Kutipan Teks:
Ayat ini menunjukkan kewajiban merujuk kepada Allah dan Rasul-Nya dalam menyelesaikan suatu masalah, sementara Istihsan tidak termasuk dalam upaya merujuk kepada Allah dan Rasul-Nya. Dengan demikian, ia tidak dapat diterima.

3. Jika seorang mujtahid dibenarkan untuk menyimpulkan hukum dengan akalnya atas dasar Istihsan dalam masalah yang tidak memiliki dalil, maka tentu hal yang sama boleh dilakukan oleh seorang awam yang boleh jadi lebih cerdas daripada sang mujtahid. Dan hal ini tidak dikatakan oleh siapapun, karena itu seorang mujtahid tidak dibenarkan melakukan Istihsan dengan logikanya sendiri.

4. Ibn Hazm (w. 456 H) mengatakan: “Para sahabat telah berijma’ untuk tidak menggunakan ra’yu, termasuk di dalamnya Istihsan dan qiyas. Umar bin al-Khathab radhiyallahu ‘anhu mengatakan: ‘Jauhilah para pengguna ra’yu! Karena mereka adalah musuh-musuh Sunnah...’ ....”[Al-Ihkam fi Ushul al-Ahkam, 5/759.]

Demikianlah dua pendapat para ulama dalam menyikapi hujjiyah Istihsan dalam Fiqih Islam beserta beberapa dalil dan argumentasi mereka masing-masing.
Lalu manakah yang paling kuat dari kedua pendapat tersebut?

Jika kita mencermati pandangan dan dalil pendapat yang pertama, kita akan menemukan bahwa pada saat mereka menetapkan Istihsan sebagai salah satu sumber hukum, hal itu tidak serta merta berarti mereka membebaskan akal dan logika sang mujtahid untuk melakukannya tanpa batasan yang jelas. Setidaknya ada 2 hal yang harus dipenuhi dalam proses Istihsan: ketiadaan nash yang sharih dalam masalah dan adanya sandaran yang kuat atas Istihsan tersebut (sebagaimana akan dijelaskan dalam “Jenis-jenis Istihsan).[Lih. Ushul al-Fiqh al-Muyassar, 2/49]

Dan jika kita kembali mencermati pandangan dan argumentasi ulama yang menolak Istihsan, kita dapat melihat bahwa yang mendorong mereka menolaknya adalah karena kehati-hatian dan kekhawatiran mereka jika seorang mujtahid terjebak dalam penolakan terhadap nash dan lebih memilih hasil olahan logikanya sendiri. Dan kekhawatiran ini telah terjawab dengan penjelasan sebelumnya, yaitu bahwa Istihsansendiri mempunyai batasan yang harus diikuti. Dengan kata lain, para pendukung pendapat kedua ini sebenarnya hanya menolak Istihsan yang hanya dilandasi oleh logika semata, tanpa dikuatkan oleh dalil yang lebih kuat.

Daftar Tugas:
a) Jawab pertanyaan berikut berdasarkan teks tentang Istihsan:
(i) Menurut Ibn Hazm, para sahabat berijma' untuk tidak menggunakan apa?
(ii) Apa dua hal yang harus dipenuhi dalam proses Istihsan?
(iii) Apa yang mendorong ulama yang menolak Istihsan untuk menolaknya?
b) Teruskan teks tentang Istihsan mulai setelah kalimat terakhirnya.

Bagian Data:

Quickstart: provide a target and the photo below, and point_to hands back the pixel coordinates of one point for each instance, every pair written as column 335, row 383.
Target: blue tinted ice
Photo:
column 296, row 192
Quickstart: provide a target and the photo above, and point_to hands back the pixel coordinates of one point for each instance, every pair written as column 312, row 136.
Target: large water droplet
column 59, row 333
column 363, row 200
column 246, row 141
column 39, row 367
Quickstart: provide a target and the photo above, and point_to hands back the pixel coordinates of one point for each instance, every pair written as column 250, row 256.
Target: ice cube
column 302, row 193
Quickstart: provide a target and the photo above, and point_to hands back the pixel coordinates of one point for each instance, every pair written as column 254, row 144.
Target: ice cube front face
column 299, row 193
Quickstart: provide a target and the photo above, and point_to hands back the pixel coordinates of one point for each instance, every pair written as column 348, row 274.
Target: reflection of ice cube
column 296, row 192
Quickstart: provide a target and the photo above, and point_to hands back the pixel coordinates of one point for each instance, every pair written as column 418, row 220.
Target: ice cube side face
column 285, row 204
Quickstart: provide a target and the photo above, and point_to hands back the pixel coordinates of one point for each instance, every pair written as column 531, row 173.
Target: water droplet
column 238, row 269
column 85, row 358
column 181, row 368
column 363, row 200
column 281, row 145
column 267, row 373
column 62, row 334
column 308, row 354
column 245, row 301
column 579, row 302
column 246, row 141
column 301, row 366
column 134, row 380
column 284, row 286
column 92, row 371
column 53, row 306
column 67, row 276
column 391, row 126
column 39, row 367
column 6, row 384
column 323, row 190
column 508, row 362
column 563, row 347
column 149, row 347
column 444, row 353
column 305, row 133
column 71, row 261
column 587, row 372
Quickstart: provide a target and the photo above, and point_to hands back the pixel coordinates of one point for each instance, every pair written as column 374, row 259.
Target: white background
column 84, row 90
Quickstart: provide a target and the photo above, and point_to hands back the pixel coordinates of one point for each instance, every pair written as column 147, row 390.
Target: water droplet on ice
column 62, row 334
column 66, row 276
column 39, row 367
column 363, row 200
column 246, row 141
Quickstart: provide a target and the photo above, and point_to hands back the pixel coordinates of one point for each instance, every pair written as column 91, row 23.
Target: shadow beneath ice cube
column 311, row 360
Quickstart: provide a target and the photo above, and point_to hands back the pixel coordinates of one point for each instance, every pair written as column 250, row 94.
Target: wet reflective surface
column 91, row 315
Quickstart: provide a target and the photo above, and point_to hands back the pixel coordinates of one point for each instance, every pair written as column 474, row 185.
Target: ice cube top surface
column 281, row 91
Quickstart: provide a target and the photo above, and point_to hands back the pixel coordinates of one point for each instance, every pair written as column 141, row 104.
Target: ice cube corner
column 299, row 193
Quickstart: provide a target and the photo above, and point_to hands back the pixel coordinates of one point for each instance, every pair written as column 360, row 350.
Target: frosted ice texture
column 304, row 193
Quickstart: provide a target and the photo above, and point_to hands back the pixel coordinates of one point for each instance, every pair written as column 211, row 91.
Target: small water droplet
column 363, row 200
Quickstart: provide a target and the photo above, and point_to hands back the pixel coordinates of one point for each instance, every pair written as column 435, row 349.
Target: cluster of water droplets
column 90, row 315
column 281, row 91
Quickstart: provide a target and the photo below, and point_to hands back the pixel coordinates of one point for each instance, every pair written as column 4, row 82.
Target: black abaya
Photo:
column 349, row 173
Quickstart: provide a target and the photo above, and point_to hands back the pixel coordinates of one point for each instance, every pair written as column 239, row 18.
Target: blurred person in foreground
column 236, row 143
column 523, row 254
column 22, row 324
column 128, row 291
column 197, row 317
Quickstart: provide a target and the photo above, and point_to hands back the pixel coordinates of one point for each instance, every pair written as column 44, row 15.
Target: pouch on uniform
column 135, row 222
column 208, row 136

Jawaban:
a)
(i) Ra'yu, termasuk di dalamnya Istihsan dan qiyas.
(ii) Ketiadaan nash yang sharih dalam masalah dan adanya sandaran yang kuat atas Istihsan tersebut.
(iii) Kehati-hatian dan kekhawatiran mereka bahwa seorang mujtahid akan terjebak dalam penolakan terhadap nash dan lebih memilih hasil olahan logikanya sendiri.

b)
Karena itu, banyak ulama –termasuk di dalamnya dari kalangan Hanafiyah- memandang bahwa khilaf antara Jumhur Ulama dengan Syafi’iyah secara khusus dalam masalah ini hanyalah khilaf lafzhy (perbedaan yang bersifat redaksional belaka), dan bukan perbedaan pendapat yang substansial.[22Lih. Ushul al-Fiqh al-Muyassar, 2/91-97.] Apalagi –sebagaimana juga akan dijelaskan kemudian- ternyata Imam al-Syafi’i (w. 204 H) sendiri ternyata menggunakanIstihsan dalam beberapa ijtihadnya. Karena itu, al-Syaukany mengatakan: Jika (yang dimaksud dengan) Istihsan adalah mengatakan sesuatu yang dianggap bagus dan disukai oleh seseorang tanpa landasan dalil, maka itu adalah sesuatu yang batil, dan tidak ada seorang (ulama)pun yang menyetujuinya. Namun jika yang dimaksud dengan Istihsan adalah meninggalkan sebuah dalil menuju dalil lain yang lebih kuat, maka ini tidak ada seorang (ulama)pun yang mengingkarinya.[ Irsyad al-Fuhul, hal. 212.]



Imam al-Syafi’i dan Istihsan

Salah satu ungkapan Imam al-Syafi’i yang sangat masyhur seputar Istihsanadalah:

من استحسن فقد شرع

“Barang siapa yang melakukan Istihsan, maka ia telah membuat syariat (baru).”[ Lih. Al-Risalah, hal. 25.] Maksudnya ia telah menetapkan dirinya sebagai penetap syariat selain Allah.

Disamping penegasan ini, beliau juga memiliki ungkapan-ungkapan lain yang menunjukkan pengingkaran beliau terhadap Istihsan. Akan tetapi, dalam beberapa kesempatan, Imam al-Syafi’i ternyata juga melakukan ijtihad dengan meninggalkan qiyas dan menggunakan Istihsan. Berikut ini adalah beberapa contohnya:

1. Pandangan beliau seputar penetapan kadar mut’ah atau harta yang wajib diberikan sang suami kepada istri yang telah diceraikan –demi menolong, memuliakan dan menghilangkan rasa takutnya yang diakibatkan perceraian itu-.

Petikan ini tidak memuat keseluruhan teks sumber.